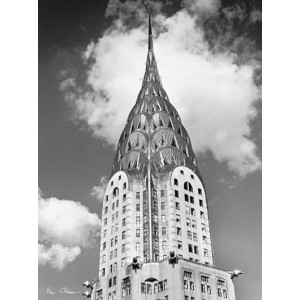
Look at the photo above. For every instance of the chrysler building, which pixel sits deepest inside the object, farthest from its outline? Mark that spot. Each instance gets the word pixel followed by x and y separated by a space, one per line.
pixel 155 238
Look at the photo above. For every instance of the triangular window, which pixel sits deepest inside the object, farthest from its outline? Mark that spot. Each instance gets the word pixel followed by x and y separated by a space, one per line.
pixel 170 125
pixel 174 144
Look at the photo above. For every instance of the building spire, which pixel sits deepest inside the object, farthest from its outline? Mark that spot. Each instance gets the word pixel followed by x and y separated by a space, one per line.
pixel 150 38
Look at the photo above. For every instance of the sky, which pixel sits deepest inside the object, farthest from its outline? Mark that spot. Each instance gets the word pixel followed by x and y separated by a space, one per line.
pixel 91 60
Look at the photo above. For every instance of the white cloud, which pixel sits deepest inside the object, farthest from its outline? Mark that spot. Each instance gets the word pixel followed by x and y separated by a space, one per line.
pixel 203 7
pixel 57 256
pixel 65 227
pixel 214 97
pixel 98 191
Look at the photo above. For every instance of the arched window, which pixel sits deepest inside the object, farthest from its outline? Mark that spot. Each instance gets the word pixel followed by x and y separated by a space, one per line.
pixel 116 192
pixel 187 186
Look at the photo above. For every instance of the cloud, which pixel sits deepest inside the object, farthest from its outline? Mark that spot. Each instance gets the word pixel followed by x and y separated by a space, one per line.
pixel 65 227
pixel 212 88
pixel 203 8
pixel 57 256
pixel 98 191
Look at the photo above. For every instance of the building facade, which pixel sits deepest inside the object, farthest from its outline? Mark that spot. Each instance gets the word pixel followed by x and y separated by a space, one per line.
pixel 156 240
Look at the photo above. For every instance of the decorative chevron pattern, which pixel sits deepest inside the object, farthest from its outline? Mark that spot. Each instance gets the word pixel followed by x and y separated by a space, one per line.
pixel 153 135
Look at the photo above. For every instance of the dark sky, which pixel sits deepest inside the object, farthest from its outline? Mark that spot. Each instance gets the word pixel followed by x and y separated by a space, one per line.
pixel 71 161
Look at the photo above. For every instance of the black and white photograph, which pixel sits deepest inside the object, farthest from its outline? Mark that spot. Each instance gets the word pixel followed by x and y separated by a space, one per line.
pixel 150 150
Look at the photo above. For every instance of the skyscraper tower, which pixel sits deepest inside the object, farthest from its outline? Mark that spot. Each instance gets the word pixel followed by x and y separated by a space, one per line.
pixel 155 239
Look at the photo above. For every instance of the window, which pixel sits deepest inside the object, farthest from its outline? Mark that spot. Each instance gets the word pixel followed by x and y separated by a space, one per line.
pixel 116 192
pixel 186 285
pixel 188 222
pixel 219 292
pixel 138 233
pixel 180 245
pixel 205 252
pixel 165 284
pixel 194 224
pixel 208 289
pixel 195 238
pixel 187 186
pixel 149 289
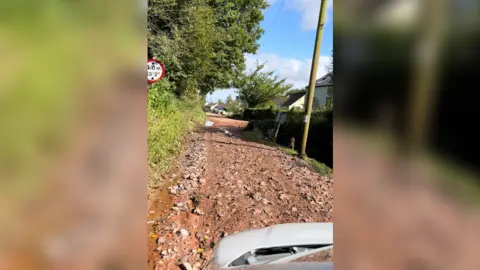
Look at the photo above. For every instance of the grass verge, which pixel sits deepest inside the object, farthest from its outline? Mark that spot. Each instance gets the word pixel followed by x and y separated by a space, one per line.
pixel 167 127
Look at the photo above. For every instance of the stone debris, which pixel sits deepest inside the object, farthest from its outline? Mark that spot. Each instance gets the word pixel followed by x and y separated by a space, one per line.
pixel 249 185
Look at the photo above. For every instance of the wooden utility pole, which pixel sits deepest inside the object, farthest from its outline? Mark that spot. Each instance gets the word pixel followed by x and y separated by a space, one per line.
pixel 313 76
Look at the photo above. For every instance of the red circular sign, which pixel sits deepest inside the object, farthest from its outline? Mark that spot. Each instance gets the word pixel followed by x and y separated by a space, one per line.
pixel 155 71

---

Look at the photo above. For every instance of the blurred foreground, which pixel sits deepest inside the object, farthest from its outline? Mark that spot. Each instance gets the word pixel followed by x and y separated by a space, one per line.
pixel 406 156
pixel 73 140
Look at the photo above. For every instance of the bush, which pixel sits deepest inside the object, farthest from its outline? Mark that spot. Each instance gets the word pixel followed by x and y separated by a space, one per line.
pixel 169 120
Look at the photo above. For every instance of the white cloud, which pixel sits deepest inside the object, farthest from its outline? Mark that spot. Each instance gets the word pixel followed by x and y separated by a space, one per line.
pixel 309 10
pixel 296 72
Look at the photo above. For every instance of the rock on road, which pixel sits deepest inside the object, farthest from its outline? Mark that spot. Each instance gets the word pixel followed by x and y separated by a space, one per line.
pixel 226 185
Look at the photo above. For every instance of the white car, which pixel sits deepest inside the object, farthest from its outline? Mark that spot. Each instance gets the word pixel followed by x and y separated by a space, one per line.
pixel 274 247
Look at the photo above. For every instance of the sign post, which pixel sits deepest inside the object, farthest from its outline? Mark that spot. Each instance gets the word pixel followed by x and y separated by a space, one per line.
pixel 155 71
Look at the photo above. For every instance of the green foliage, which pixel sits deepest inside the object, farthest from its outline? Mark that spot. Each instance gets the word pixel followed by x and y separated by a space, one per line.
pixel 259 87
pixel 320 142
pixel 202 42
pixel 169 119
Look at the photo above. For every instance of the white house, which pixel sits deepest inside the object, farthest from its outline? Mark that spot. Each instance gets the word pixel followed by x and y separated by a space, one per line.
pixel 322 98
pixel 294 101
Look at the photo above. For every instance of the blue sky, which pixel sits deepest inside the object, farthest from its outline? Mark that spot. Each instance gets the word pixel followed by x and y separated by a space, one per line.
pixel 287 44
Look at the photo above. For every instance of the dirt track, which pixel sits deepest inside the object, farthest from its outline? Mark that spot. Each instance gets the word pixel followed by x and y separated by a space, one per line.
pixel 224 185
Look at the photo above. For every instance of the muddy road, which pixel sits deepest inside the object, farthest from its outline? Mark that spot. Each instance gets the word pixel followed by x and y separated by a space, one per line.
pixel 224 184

▶ _Set task_: Express the lines of the records from the line with "Look at the photo above. For every instance of the chrysler" to the line with "pixel 91 60" as a numbered list, leaving out any blank lines.

▶ _Exercise output_:
1. Look at the photo above. For every instance of the chrysler building, which pixel sits deepest inside the object, farthest from its outline? Mark that spot. Each instance gets the word pixel followed by x and y separated by a space, one per line.
2. pixel 155 238
3. Look at the photo above. For every instance of the triangular window, which pixel sits deepest inside the object, farthest from its outline? Mark that spot. Each instance gets the word pixel followed by x and y separated by a space, one per line.
4. pixel 170 125
5. pixel 174 144
6. Look at the photo above. For every instance of the building spire, which pixel sits deepest inside the object, farthest from its outline? Mark that spot. Each instance gets the word pixel followed by x and y separated by a space, one per line.
7. pixel 150 38
8. Look at the photo above. For every instance of the sky, which pixel sits deepest inside the object, farthest from its outline? Mark that spot. Each instance gets the word pixel followed by x and y separated by a space, one per line.
9. pixel 91 60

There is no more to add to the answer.